-- START THE INPUT --
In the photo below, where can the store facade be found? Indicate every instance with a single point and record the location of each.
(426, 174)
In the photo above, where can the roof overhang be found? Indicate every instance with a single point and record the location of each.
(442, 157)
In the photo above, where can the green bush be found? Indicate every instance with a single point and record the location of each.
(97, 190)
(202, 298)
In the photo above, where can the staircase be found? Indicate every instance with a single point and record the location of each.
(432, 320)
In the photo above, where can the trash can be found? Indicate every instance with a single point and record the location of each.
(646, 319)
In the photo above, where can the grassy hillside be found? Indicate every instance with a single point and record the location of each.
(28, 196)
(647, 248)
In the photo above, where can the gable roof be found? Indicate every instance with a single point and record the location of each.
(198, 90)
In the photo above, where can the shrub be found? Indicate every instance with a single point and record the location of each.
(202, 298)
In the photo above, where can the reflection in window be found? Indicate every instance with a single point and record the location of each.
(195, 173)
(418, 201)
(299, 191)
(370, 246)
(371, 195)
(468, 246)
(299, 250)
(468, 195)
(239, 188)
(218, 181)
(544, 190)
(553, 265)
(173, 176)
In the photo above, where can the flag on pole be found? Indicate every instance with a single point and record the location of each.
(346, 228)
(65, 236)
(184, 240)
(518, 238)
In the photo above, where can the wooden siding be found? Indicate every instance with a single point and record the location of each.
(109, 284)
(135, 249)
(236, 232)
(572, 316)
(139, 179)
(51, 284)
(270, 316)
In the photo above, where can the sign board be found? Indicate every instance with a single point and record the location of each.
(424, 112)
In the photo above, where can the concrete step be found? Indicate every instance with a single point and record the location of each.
-- END THE INPUT --
All of the entries above should be written out again exactly.

In the photo below, where can the store facade be found? Indicate every instance with a single point and record the location of each.
(426, 174)
In the photo above, where can the roof overhang be found? Indicate every instance with a single point and record the location of each.
(442, 157)
In the photo above, where can the green bush be found? Indicate every instance with a single point and record the location of each.
(97, 190)
(202, 298)
In the photo above, where can the staircase be found? Indicate every instance with a single point and record the location of each.
(432, 320)
In the photo above, where can the trash can be found? Indicate every instance with a single point and record the location of each.
(646, 319)
In the photo above, where can the grassy hillside be found? Indicate every instance with a single point and record the location of each.
(28, 196)
(647, 248)
In the photo above, where can the gable roof be found? Indicate every instance with a single point and record the location of each.
(198, 90)
In the photo above, where can the shrub be found? Indicate every instance with a single point and record the location of each.
(202, 298)
In the photo above, where can the reflection in window be found? Indicate every instance with a single point and record the location of each.
(195, 173)
(418, 201)
(299, 191)
(370, 246)
(371, 195)
(468, 246)
(299, 250)
(468, 195)
(239, 188)
(218, 181)
(544, 190)
(553, 265)
(173, 176)
In the photo above, where can the flag on pole be found? Indicate every instance with a single point and record the location of each.
(346, 228)
(65, 236)
(184, 240)
(518, 238)
In the photo above, where can the wooden siding be found? Indicate every instance with a single point and record the location of each.
(109, 284)
(135, 249)
(236, 232)
(572, 316)
(139, 179)
(51, 284)
(270, 316)
In the photo above, where can the sign board be found? Indicate every instance with a single point and record the location of each.
(424, 112)
In the photo above, where can the concrete step be found? Indicate every instance with a single point and record the location of each.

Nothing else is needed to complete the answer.